Exercise description
Write out every record in full, exactly as written, please.

Supplied entries

[Start]

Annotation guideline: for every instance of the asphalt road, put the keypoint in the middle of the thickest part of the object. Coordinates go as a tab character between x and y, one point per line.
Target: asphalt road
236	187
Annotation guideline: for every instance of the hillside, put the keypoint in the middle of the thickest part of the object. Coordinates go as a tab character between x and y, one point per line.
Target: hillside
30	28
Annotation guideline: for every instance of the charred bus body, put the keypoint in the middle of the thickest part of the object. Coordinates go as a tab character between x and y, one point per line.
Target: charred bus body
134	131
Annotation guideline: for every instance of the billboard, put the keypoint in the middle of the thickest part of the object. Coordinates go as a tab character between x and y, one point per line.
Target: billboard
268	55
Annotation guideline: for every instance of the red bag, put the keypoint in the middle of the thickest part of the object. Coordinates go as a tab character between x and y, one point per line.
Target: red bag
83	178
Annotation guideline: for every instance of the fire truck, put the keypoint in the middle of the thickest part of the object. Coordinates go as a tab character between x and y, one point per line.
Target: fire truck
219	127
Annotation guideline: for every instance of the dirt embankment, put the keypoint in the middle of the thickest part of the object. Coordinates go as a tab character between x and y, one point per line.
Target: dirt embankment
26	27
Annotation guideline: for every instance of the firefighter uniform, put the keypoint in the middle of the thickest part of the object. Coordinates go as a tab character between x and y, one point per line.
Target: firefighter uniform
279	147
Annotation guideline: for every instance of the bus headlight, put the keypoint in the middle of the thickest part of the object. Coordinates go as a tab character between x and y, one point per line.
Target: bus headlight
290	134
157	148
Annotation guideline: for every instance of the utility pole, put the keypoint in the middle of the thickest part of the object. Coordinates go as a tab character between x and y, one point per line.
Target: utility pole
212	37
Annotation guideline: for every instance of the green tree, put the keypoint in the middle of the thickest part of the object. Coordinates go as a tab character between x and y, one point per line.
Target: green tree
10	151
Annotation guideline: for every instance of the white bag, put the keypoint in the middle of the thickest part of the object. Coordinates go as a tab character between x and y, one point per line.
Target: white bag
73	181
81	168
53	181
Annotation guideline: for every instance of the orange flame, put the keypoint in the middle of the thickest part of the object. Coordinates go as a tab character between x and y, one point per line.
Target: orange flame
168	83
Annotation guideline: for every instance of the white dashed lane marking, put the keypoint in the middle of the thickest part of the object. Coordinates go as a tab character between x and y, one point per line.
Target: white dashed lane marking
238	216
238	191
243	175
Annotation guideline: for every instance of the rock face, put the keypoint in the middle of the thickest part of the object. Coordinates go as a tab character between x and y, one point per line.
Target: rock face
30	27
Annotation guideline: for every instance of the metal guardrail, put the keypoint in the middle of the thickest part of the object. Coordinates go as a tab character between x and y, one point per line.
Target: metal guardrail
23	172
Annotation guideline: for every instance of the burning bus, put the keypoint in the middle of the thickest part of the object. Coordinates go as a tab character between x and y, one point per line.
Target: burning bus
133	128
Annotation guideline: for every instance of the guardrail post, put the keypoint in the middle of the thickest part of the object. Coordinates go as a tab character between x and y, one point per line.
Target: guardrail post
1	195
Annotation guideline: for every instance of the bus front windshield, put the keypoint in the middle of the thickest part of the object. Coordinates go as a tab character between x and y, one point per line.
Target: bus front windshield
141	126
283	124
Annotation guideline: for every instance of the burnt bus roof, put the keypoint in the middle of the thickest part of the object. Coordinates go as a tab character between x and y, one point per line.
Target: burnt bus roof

[End]

Final result
Annotation guideline: for every instance of the asphalt road, put the keypoint in the middle of the thickest part of the object. Coordinates go as a tab character between x and y, one point per line.
Target: asphalt road
236	187
Annotation guideline: for every instance of the hillside, put the keypoint in the middle of the thickest part of the object. Coordinates go as a tab character between x and y, one point per line.
Target: hillside
30	28
Annotation guideline: for every instance of the charred bus body, put the keypoint in the middle of the thickest part of the object. Coordinates go as a tab character between x and y, one point per line.
Target: charred bus body
134	131
Annotation guideline: for every instance of the billboard, put the keypoint in the middle of the thickest part of the object. Coordinates go as a tab character between x and y, one point per line.
Target: billboard
268	55
Annotation guideline: for every instance of the red bag, put the keypoint in the middle of the thickest part of the object. Coordinates go as a tab character between x and y, one point per line.
Target: red bag
83	178
Annotation guideline: for every instance of the fire truck, put the keypoint in the middle of the thickest part of the object. Coordinates go as a tab character between x and y, one point per line.
Target: fire truck
219	127
Annotation guideline: for every instance of the dirt embankment, put the keypoint in the middle of the thickest part of the object. Coordinates go as a tab character between x and y, one point per line.
Target: dirt embankment
26	27
Annotation guideline: for every instance of the firefighter uniform, put the keypoint in the middle of the thickest part of the object. Coordinates go as a tab character between x and y, one point per line.
Target: firefighter uniform
279	147
Annotation guideline: for every instance of the bus headlight, put the keypoint in the middle of the thickest part of the object. Coordinates go as a tab character between x and y, one point per line.
Target: bus headlight
290	134
157	148
Annotation guideline: for every instance of the utility pole, put the keypoint in the middle of the thickest part of the object. Coordinates go as a tab character between x and y, one point per line.
Target: utility pole
212	37
Annotation guideline: for every instance of the green tree, put the keypoint in the middle of the thickest part of the object. Coordinates go as a tab character between x and y, one point per line.
Target: green tree
10	151
Annotation guideline: for every instance of the white bag, put the keypoint in the middle of the thickest part of the object. Coordinates go as a tab character between x and y, one point per line.
Target: white bag
73	181
81	168
53	181
Annotation guideline: for every instance of the orange flame, put the keypoint in the middle of the thickest part of the object. Coordinates go as a tab character between x and y, one point per line.
Target: orange flame
168	83
Annotation guideline: for every instance of the white dashed lane marking, put the keypoint in the middle of the thickest part of the object. Coordinates go as a tab character between x and y, one point per line.
Target: white dashed lane marking
238	216
238	191
243	175
Annotation guideline: for every instance of the rock face, put the keypoint in the middle of the thickest part of the object. Coordinates go as a tab character between x and y, one point per line.
Target: rock face
30	27
Annotation guideline: for every instance of the metal guardrail, put the keypoint in the middle of the thickest part of the object. Coordinates go as a tab character between x and y, one point per line.
Target: metal guardrail
23	172
Annotation guideline: for every instance of the burning bus, put the keypoint in the middle of the thickest part of the object. Coordinates go as a tab character between x and y, one point per line.
Target: burning bus
133	128
Annotation guideline: for every instance of the guardrail post, put the keypoint in the middle of the thickest part of the object. Coordinates go as a tab character between x and y, one point per line.
Target: guardrail post
1	195
Annotation guideline: for every instance of the bus front windshield, put the keypoint in the middle of the thickest part of the object. Coordinates go as a tab character between x and y, one point per line.
Target: bus front windshield
141	126
283	124
Annotation guideline: for every instance of the burnt bus roof, put the keypoint in the middle of the thickest part of the object. Coordinates go as a tab character between x and y, one point per line.
Target: burnt bus roof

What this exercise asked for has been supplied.